Exercise
Repeat the rows below verbatim, from the line containing "for the houndstooth" to the line containing "760;384;814;456", including both of those lines.

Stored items
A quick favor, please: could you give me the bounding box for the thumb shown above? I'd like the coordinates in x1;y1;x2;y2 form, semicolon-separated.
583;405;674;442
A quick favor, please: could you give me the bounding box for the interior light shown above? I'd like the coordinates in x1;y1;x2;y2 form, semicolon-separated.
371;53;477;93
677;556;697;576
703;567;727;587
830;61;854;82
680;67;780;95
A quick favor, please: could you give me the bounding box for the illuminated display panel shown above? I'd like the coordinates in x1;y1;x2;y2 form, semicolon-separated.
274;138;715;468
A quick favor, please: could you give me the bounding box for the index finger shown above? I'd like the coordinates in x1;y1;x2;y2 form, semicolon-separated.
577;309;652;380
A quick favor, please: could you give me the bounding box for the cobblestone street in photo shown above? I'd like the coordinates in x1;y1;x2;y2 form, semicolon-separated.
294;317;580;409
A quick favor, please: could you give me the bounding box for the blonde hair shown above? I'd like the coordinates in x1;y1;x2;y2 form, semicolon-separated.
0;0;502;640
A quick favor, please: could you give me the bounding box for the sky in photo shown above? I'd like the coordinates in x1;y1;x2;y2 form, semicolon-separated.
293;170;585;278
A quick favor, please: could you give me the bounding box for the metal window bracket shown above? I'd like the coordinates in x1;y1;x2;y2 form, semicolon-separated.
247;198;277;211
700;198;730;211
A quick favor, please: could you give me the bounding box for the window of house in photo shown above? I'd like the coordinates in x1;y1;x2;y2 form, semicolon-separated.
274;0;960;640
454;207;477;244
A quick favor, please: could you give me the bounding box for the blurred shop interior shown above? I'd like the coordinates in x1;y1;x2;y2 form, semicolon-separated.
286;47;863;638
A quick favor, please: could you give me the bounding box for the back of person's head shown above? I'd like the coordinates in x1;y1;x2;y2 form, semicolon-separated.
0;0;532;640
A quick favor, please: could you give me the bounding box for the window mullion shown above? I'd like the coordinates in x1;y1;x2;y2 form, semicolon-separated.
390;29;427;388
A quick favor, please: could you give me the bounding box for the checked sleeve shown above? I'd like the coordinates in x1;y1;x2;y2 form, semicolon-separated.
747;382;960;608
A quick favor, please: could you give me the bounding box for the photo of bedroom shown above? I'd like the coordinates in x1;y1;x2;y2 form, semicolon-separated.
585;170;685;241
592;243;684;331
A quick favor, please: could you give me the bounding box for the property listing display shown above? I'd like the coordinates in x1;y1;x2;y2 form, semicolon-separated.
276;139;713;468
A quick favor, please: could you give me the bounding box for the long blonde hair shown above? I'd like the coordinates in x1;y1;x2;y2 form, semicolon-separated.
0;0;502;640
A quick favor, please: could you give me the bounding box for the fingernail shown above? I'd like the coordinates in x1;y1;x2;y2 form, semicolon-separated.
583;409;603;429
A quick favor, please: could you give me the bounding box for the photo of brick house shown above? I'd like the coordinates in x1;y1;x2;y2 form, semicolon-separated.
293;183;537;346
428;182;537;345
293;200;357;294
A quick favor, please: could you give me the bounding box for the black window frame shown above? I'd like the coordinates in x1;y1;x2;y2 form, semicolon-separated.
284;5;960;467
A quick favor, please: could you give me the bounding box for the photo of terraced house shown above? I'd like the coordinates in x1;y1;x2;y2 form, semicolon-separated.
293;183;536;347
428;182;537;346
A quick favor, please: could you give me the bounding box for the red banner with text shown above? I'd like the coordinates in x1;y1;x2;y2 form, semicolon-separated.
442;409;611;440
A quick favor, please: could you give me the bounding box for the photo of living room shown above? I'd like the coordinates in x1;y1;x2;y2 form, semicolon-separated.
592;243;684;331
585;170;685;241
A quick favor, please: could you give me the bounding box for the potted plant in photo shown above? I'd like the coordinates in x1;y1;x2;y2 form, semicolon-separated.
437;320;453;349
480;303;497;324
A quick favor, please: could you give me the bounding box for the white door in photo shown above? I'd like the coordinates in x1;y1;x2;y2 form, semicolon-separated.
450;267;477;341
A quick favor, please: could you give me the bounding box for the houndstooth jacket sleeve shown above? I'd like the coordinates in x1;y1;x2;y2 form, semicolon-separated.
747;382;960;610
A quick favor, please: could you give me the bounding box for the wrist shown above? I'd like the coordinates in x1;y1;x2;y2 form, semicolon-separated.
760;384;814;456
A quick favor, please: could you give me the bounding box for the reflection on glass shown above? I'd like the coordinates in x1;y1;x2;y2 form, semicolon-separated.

Result of the task
A quick favor, please: could you give me the bounding box for the houndstooth jacket sleeve shown above? I'd like the coordinates in x1;y1;x2;y2 form, semicolon-separated.
747;382;960;610
A quick favor, please: could you give me the bounding box for the wrist shown above? I'd like the coordinates in x1;y1;x2;y2 form, semicolon-separated.
760;384;814;456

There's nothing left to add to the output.